[Stored records]
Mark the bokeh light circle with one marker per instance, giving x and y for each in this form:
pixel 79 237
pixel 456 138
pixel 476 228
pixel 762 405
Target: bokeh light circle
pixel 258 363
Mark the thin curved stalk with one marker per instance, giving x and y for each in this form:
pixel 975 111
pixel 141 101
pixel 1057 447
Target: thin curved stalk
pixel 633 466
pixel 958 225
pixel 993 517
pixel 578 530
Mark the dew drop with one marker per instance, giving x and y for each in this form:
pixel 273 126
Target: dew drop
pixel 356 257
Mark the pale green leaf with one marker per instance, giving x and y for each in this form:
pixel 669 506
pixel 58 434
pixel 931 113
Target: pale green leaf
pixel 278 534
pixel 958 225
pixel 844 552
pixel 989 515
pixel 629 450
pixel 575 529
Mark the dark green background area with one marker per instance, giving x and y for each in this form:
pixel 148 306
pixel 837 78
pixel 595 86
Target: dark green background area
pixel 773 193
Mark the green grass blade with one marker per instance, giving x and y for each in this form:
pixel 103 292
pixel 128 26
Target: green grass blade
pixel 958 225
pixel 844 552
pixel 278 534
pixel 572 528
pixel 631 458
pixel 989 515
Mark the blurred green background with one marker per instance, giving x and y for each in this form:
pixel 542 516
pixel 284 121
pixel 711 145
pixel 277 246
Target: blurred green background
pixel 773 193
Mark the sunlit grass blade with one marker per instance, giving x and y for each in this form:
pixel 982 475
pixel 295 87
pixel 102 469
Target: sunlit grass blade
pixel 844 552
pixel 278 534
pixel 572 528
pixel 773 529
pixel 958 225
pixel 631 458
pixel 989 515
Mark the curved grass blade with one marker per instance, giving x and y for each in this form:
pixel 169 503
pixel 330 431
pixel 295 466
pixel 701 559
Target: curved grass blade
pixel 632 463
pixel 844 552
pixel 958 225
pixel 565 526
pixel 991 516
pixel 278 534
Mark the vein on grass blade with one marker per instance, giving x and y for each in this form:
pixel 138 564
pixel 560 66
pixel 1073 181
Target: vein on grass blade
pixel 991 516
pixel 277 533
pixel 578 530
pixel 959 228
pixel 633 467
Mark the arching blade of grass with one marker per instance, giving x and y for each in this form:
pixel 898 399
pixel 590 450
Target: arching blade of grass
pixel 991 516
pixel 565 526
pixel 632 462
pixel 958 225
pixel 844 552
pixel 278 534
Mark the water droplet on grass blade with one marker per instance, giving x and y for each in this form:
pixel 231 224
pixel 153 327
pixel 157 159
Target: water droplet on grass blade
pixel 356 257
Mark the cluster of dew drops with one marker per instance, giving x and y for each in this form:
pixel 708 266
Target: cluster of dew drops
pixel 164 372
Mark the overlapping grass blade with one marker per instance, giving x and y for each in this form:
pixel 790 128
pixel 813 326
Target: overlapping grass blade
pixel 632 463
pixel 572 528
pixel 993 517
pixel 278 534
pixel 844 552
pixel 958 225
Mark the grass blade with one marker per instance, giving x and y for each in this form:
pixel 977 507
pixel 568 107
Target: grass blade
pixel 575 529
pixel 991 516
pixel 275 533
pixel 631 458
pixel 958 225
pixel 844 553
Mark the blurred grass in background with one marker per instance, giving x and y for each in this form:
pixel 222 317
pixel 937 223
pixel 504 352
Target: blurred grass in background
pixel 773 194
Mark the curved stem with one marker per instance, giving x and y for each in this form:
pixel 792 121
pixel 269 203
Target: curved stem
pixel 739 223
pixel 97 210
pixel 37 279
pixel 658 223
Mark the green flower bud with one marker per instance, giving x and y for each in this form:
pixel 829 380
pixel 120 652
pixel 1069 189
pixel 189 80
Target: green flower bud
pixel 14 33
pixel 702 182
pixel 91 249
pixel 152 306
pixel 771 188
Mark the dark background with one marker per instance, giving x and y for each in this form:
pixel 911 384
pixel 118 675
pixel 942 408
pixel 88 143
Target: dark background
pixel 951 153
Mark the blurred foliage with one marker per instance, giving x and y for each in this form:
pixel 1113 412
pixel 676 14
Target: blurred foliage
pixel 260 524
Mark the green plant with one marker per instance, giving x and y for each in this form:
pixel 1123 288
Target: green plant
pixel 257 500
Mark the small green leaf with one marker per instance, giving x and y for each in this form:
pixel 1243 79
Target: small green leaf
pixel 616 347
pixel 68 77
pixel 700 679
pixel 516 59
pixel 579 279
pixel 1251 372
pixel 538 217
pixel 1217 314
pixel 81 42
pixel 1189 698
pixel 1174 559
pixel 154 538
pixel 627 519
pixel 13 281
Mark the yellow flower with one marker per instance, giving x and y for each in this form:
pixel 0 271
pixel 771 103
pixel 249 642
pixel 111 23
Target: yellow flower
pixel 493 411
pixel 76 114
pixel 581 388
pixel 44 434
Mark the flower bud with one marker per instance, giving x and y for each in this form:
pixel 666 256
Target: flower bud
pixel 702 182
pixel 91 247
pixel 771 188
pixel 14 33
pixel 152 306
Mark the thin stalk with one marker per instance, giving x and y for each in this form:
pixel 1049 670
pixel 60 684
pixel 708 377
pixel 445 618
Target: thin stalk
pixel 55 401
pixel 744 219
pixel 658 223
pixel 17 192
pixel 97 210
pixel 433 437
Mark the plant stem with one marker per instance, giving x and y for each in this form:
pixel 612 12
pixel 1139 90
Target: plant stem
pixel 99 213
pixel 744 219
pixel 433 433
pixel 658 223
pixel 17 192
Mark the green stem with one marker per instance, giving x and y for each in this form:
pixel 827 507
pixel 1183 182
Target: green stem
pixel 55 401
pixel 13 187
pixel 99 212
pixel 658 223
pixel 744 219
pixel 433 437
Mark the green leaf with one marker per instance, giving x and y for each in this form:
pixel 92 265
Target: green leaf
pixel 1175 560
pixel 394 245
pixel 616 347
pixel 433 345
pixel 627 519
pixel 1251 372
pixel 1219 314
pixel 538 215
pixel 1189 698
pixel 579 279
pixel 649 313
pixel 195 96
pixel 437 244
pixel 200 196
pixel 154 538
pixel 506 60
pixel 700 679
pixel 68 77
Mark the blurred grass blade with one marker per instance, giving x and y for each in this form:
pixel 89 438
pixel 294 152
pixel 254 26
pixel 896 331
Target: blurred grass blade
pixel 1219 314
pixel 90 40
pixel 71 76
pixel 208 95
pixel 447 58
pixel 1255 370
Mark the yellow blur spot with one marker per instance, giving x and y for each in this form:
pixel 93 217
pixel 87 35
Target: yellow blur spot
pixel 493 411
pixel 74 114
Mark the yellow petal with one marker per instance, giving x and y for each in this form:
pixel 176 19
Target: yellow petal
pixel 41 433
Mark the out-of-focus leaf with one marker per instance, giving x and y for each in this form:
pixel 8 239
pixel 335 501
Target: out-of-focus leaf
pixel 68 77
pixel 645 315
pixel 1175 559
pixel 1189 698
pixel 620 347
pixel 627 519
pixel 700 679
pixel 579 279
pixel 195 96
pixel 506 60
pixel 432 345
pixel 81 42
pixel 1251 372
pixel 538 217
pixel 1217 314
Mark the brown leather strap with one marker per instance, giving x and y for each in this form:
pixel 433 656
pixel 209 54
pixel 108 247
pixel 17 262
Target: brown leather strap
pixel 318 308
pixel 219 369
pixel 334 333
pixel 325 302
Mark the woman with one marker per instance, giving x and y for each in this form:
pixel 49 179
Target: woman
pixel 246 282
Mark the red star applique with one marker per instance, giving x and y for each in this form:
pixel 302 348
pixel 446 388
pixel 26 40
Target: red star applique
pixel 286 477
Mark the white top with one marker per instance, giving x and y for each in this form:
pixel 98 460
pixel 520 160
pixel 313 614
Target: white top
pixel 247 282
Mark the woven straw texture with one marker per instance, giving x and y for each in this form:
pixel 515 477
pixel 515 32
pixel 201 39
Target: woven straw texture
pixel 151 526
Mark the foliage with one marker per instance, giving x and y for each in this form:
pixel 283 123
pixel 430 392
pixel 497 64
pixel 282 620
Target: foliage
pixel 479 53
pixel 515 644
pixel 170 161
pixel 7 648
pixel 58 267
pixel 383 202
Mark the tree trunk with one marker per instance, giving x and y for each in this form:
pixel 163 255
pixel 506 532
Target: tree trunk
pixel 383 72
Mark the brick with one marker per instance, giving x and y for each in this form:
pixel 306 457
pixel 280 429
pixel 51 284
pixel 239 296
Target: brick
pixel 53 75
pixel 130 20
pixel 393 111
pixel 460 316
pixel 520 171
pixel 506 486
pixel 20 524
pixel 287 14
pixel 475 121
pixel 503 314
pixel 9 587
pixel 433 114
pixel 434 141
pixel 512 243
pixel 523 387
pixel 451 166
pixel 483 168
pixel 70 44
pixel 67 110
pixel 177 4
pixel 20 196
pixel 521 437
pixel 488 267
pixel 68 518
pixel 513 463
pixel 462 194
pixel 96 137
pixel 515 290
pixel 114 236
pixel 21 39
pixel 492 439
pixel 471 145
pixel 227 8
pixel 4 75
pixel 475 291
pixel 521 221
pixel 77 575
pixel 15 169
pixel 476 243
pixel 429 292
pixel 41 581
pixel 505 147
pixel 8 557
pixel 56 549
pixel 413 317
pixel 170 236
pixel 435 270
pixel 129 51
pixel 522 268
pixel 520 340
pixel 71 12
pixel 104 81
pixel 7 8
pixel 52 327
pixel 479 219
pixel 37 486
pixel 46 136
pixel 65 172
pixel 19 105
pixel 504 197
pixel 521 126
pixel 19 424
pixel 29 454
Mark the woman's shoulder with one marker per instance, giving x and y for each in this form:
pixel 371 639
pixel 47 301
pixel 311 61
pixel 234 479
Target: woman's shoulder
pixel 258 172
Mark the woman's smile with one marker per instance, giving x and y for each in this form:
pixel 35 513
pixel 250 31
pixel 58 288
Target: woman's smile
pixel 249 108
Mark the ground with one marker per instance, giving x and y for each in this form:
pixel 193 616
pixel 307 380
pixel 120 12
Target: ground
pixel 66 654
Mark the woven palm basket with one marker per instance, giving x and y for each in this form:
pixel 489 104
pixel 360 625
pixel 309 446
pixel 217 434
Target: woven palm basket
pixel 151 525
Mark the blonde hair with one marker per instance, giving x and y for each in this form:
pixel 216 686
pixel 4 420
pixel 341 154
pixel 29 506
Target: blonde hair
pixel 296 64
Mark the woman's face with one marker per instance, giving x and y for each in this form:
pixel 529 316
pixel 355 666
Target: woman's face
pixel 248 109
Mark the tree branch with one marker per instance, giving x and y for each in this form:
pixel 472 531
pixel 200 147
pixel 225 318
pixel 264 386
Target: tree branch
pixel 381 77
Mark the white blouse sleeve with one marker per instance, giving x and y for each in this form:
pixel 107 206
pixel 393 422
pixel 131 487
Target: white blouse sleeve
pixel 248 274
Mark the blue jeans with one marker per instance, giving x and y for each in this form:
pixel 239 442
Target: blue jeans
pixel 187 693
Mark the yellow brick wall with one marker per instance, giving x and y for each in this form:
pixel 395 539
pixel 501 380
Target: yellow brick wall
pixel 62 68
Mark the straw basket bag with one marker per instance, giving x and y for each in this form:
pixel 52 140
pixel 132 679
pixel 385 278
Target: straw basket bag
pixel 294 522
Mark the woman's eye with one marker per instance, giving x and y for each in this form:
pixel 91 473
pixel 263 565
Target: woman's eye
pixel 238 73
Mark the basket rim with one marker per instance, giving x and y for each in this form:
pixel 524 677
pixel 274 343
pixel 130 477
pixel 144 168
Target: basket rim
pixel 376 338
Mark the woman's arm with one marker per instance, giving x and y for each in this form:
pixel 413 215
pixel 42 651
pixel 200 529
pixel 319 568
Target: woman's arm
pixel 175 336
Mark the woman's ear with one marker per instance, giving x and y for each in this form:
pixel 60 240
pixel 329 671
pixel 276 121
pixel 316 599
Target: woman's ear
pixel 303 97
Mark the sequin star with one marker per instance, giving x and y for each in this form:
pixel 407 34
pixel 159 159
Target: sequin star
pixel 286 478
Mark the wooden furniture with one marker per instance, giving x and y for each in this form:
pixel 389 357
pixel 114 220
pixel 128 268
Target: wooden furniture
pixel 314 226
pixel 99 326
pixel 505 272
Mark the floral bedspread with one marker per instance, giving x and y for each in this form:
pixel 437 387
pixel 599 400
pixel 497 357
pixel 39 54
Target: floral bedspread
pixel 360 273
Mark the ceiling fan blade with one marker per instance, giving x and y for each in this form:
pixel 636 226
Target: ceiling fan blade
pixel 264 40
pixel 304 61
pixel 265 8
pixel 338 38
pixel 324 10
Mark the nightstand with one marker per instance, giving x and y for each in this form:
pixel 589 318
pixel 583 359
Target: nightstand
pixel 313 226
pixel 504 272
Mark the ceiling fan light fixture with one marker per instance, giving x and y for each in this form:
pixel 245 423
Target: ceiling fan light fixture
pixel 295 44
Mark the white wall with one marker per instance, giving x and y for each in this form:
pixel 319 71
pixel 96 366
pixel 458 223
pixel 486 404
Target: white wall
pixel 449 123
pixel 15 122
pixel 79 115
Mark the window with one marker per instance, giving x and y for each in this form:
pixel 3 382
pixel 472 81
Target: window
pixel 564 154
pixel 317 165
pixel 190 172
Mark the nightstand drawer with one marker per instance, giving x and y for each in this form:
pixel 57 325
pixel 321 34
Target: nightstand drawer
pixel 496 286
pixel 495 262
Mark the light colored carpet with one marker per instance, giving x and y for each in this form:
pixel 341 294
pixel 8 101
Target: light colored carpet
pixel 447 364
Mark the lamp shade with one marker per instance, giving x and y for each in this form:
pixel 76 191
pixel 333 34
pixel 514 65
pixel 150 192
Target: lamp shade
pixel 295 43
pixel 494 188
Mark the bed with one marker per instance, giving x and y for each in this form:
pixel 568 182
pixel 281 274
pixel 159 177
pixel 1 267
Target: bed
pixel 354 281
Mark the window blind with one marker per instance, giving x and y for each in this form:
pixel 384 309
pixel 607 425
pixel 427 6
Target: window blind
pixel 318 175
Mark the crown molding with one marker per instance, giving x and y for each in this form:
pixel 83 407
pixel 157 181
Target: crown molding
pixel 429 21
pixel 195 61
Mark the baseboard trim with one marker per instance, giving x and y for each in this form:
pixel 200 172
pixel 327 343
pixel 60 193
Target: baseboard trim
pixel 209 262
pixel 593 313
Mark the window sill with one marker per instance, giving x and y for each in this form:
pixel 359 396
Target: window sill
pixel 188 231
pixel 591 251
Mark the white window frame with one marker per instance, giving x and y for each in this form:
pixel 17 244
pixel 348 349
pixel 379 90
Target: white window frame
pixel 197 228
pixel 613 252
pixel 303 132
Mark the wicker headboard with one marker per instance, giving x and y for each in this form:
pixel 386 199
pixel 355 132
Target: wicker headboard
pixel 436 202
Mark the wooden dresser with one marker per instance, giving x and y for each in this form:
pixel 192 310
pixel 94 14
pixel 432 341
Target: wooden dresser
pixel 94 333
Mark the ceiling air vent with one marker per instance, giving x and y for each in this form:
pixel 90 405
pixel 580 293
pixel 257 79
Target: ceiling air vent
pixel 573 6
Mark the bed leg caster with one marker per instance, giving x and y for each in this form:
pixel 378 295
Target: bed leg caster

## Required work
Retype the part of the records that opens with the line containing "Mark the blonde" and closes with the line containing "pixel 381 77", keeping every line exactly the same.

## Response to the task
Mark the blonde hair with one marker per instance, giving x and y for each in this form:
pixel 216 686
pixel 4 420
pixel 341 154
pixel 29 506
Target: blonde hair
pixel 296 64
Mark the woman's face with one marker per instance, giving x and y for each in this form:
pixel 529 316
pixel 355 666
Target: woman's face
pixel 248 109
Mark the tree branch with one marker per instance, giving x and y for each in this form:
pixel 472 531
pixel 200 147
pixel 225 318
pixel 264 386
Target: tree branch
pixel 381 77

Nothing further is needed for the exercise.